■ **PROBLEM DESCRIPTION**:
The reply is to contain the full listing, repeated exactly, with pictures left out.

* * * * * * *

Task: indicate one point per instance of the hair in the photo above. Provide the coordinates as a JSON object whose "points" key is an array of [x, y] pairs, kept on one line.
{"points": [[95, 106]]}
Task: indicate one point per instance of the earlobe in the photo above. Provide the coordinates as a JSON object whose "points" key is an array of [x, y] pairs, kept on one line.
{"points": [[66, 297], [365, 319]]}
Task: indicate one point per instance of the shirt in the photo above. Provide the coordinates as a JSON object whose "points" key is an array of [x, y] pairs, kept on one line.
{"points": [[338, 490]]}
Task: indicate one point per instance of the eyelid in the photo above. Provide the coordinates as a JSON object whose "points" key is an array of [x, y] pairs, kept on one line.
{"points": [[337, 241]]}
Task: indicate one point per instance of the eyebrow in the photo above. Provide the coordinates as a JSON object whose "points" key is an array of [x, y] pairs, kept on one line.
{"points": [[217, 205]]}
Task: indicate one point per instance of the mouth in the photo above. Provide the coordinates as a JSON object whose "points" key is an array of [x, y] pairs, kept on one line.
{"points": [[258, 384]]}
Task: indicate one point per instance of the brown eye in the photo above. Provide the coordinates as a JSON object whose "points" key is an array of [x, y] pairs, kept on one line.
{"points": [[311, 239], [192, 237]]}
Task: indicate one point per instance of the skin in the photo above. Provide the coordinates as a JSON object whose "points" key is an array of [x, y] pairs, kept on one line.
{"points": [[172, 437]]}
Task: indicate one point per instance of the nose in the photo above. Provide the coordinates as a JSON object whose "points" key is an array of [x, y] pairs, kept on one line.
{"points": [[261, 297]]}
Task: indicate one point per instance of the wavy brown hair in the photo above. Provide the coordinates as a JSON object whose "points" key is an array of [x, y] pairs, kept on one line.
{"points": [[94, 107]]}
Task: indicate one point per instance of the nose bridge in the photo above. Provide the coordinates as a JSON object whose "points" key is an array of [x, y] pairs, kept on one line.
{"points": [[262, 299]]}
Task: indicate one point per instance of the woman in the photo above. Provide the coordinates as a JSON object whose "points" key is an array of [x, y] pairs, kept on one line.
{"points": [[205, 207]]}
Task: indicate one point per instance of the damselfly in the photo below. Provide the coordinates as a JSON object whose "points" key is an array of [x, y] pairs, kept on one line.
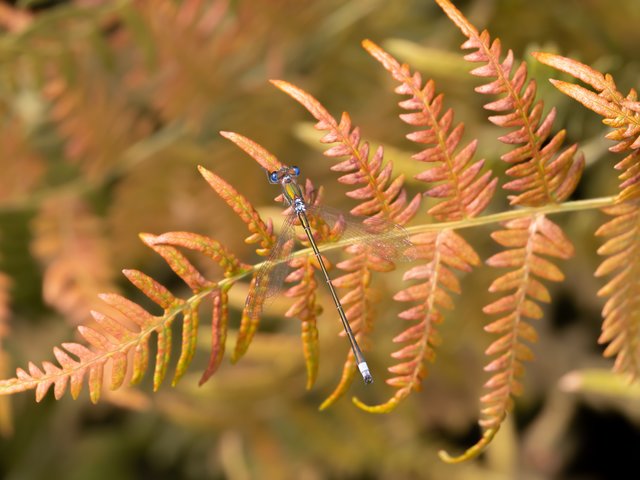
{"points": [[388, 239]]}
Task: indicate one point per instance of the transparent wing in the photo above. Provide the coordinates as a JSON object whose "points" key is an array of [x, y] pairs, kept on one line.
{"points": [[388, 240], [270, 276]]}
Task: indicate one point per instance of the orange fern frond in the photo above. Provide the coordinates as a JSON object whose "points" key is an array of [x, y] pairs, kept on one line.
{"points": [[261, 232], [381, 198], [620, 112], [70, 245], [528, 241], [443, 251], [118, 344], [464, 194], [541, 174], [621, 327], [250, 317], [305, 307]]}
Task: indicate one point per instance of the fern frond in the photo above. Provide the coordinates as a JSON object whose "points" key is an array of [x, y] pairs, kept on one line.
{"points": [[464, 194], [620, 112], [528, 241], [119, 343], [380, 197], [70, 245], [542, 174], [443, 252], [621, 313]]}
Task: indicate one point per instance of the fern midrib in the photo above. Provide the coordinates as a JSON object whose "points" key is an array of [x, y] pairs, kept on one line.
{"points": [[428, 325]]}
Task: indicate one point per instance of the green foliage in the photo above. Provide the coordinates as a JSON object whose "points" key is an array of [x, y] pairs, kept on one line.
{"points": [[102, 129]]}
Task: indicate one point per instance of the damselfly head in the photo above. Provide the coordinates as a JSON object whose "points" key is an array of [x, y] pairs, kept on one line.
{"points": [[285, 174]]}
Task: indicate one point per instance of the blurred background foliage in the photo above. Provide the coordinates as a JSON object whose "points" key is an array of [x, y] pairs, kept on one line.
{"points": [[106, 109]]}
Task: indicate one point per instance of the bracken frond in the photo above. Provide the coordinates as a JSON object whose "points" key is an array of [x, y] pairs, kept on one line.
{"points": [[442, 252], [621, 313], [118, 344], [464, 194], [381, 198], [70, 245], [528, 240], [620, 112], [305, 306], [541, 174], [22, 167]]}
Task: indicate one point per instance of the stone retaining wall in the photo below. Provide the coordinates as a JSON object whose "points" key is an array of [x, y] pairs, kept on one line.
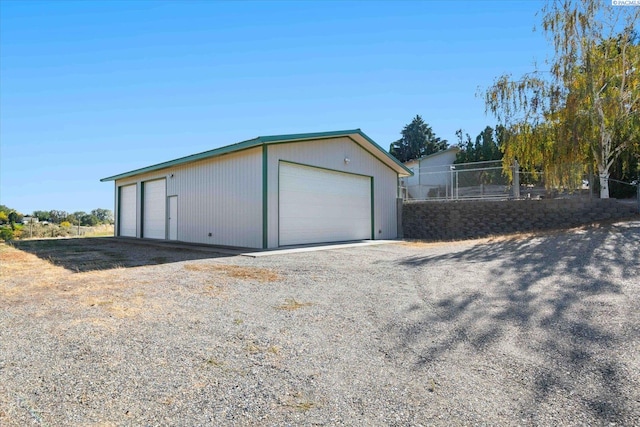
{"points": [[470, 219]]}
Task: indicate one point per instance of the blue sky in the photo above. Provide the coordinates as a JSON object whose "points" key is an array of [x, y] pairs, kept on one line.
{"points": [[93, 89]]}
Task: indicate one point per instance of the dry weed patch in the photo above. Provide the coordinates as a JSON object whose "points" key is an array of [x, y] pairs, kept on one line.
{"points": [[236, 271], [291, 304]]}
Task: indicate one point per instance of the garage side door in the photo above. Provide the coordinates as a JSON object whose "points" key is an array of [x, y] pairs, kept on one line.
{"points": [[318, 205], [127, 207], [154, 210]]}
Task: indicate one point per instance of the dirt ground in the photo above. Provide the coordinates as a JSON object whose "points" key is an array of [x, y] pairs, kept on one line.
{"points": [[538, 329]]}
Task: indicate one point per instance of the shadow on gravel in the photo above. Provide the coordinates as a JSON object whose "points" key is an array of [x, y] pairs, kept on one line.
{"points": [[559, 308], [104, 253]]}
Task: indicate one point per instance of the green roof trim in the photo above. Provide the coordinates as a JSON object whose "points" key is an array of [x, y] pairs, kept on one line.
{"points": [[256, 142]]}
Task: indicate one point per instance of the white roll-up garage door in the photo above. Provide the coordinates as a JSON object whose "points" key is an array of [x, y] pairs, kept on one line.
{"points": [[318, 205], [127, 207], [154, 209]]}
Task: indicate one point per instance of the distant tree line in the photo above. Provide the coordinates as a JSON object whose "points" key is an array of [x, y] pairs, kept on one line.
{"points": [[485, 147], [59, 222]]}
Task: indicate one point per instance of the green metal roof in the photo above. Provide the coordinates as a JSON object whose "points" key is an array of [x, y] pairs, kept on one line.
{"points": [[264, 140]]}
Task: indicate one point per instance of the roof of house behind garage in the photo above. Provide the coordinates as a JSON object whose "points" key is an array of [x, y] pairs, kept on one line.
{"points": [[356, 135]]}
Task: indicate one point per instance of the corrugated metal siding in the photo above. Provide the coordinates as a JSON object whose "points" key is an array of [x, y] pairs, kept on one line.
{"points": [[221, 196], [330, 154]]}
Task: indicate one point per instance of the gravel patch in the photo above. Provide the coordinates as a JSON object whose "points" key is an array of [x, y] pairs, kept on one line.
{"points": [[530, 330]]}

* * * * * * *

■ **TASK ANSWER**:
Task: indicate one point per instance of the hair in the photo above. Provide the coordinates as a JSON object whose "points" key is an array of [x, y] pairs, kept on one line.
{"points": [[95, 106]]}
Task: indicate one point per instance of the earlobe in the photo above. Provide the coordinates as a JSON object whose "points" key is an array of [x, y] pairs, kept on one line.
{"points": [[66, 297], [365, 319]]}
Task: indicate one point per instance of the shirt in the photo above. Provide the coordinates as a JSON object whose "points" key is an array of [x, y] pairs, kept on one line.
{"points": [[338, 490]]}
Task: indicate one point per instance of the eyelid in the photo above. Provide the coordinates as a JSON object whose "points" key is an array of [x, y] pairs, kept on one line.
{"points": [[337, 241]]}
Task: indicate one point per instance of the eyebrow in the photo above. Provide the coordinates as a JSON object whose "points" key is an array of [x, y] pairs, kept on one line.
{"points": [[217, 205]]}
Task: indicate one point per instance of the mouth in the photo above. Provide the coordinates as a JSON object whose "points" key is an array of [x, y] pairs, kept on one line.
{"points": [[258, 384]]}
Task: indicate one point per instance of the brown eye in the photo above. Provide the coordinates as a JSON object whose "points" key is an array of [x, y] pairs, kept on one line.
{"points": [[311, 239], [192, 237]]}
Task: indicate one point per instance of the skin in the photo above. Provide the coordinates as a JSON object whose "points" key is an array of [x, y] pairs, kept on one line.
{"points": [[172, 437]]}
Task: indicate one point per instance of the nose in the photo above. Provide the coordinates as a JSON object whose "points" key is an array of [x, y] pairs, kept on one line.
{"points": [[261, 297]]}
Task: indicate one point per instance of the wavy brown hair in the photo above. Provide the coordinates as a JSON object whose "points" key is an array of [x, y] pairs, kept on one line.
{"points": [[94, 107]]}
Task: indicate one point per instance of the nose bridge in the photo above. Provide the coordinates as a JSON object whose "points" key is an array of [x, y] pairs, kept on one line.
{"points": [[262, 299]]}
Task: indicate one point per instance of the woman in the photo above. Provide the coordinates as a JSON object whose "points" key is an array of [x, y] pairs, kept on one line.
{"points": [[205, 207]]}
Task: indicate one point per instance of the damselfly in the photo below. Provide the coordinates as a JSON object whose "points" key is an array of [x, y] pairs, kept on one line.
{"points": [[388, 239]]}
Task: indicate one point per instance of the transparent wing in the photo above. Provide the coordinates as a JSON object whose "points" key is an array of [x, y] pairs, kept on one line.
{"points": [[388, 240], [270, 276]]}
Task: indicate one point per instance of the orange fern frond in the photo above. Provide the coordinates as a JSON object whose "points" key is an array of [x, y] pairs, kept on one line.
{"points": [[261, 232], [381, 198], [620, 112], [70, 245], [528, 241], [443, 251], [118, 344], [464, 194], [541, 174], [621, 327], [250, 317], [305, 307]]}
Task: indicate one point per instance of the fern frond in the photo above. Provide the coordinates as a JSON object whose "points" key is an array of [x, y] pairs, kept on one line.
{"points": [[464, 194], [620, 112], [528, 241], [119, 343], [380, 197], [70, 245], [542, 174], [443, 252], [621, 313]]}
Task: indicate one point per instance of the fern midrib in the photo above. Provide the coordinates as a JSON object whose "points" key is an array of [x, y] pairs, kept on one line.
{"points": [[428, 325]]}
Task: indicate one point per instance of the green foliage in the photo above. Provide the coordinates as a JSON object whose "points" key is an array of [x, y] pairs, kept on one line.
{"points": [[102, 129]]}
Task: indicate one point per instance of the damselfly head in the photo above. Provide the coordinates as a JSON object whose "points" key is an array of [x, y] pairs, kept on one line.
{"points": [[285, 174]]}
Task: indicate one point per instance of the blurred background foliage in the photo above. Provide the coordinates as a JSON object whose "points" key is an array of [x, y] pairs, kept on one line.
{"points": [[106, 109]]}
Task: indicate one point per instance of the bracken frond in the photo above. Provide the coordinates as a JSON object whose "points" key is an array of [x, y] pairs, kept on one line.
{"points": [[442, 252], [621, 313], [118, 344], [464, 194], [381, 198], [70, 245], [528, 240], [620, 112], [305, 306], [541, 174], [22, 167]]}
Task: indicate one point per instance of the stone retaining wall in the photo below. Provide the coordinates as a JSON object whose "points" key is an array of [x, y] pairs, kept on one line.
{"points": [[470, 219]]}
Task: indicate one point per instance of the blue sky in the photo above. Provide the coordinates as a JSON object whose "points" key is an array of [x, y] pairs, kept on one line.
{"points": [[93, 89]]}
Task: indicate one point per instance of the dry weed patch in the photo above. Provide the coordinates as a JSON object whose "points" key is an array of [x, y] pairs, kept on one line.
{"points": [[236, 271], [291, 304]]}
Task: indicate one point per instance of the garage side door in the photo above. Provide the coordinates as a JSON object whose "points" key is an array of [x, y] pairs, kept on one line.
{"points": [[318, 205], [127, 207], [154, 210]]}
Task: indicate one point per instance of the dirt ground in the photo above. Provide the coordinates as a JSON object whose "points" key is an array of [x, y] pairs, kept on one line.
{"points": [[538, 329]]}
Task: indicate one point per instance of the shadow on gravel in the photo above. Provide the coordinates as a JSON object whose "points" key is an array of [x, y] pairs, kept on one line.
{"points": [[559, 308], [104, 253]]}
Task: indicate one point per instance of the green roof trim in the photo above. Provide the coordinates as a JSON object whose "points" key is an array of [x, y] pairs, kept on one line.
{"points": [[256, 142]]}
Task: indicate one point per instance of the white roll-up garage door in the photo above. Provide the coordinates as a JSON object whose "points" key is an array of [x, y] pairs, kept on one line.
{"points": [[318, 205], [127, 207], [154, 209]]}
Task: indicate one point per instance of the distant tree line in the photo above. Provide the coordinates as a JSON object whose "points" key is an array of [x, y] pairs, kept on one line.
{"points": [[485, 147], [59, 222]]}
Task: indicate one point per instance of the green metal roof in the photo above. Provide the coordinates as a JSON object whose "points" key is an array of [x, y] pairs, kept on one line.
{"points": [[264, 140]]}
Task: indicate one point per instance of the roof of house behind garage in the photo above. Provide the coordinates as a JSON object whose "points" key is an array of [x, y] pairs, kept on one line.
{"points": [[356, 135]]}
Task: indicate one point per instance of the corrugated metal siding in the photo above. Provide the coordinates as a JSON object whose "points" key is an array of [x, y] pairs, kept on one line.
{"points": [[221, 196], [330, 154]]}
Task: indicate one point per instance of the gravel patch in the photo above. Provide the coordinates as a JSON object whose "points" key is an array of [x, y] pairs, kept on one line.
{"points": [[530, 330]]}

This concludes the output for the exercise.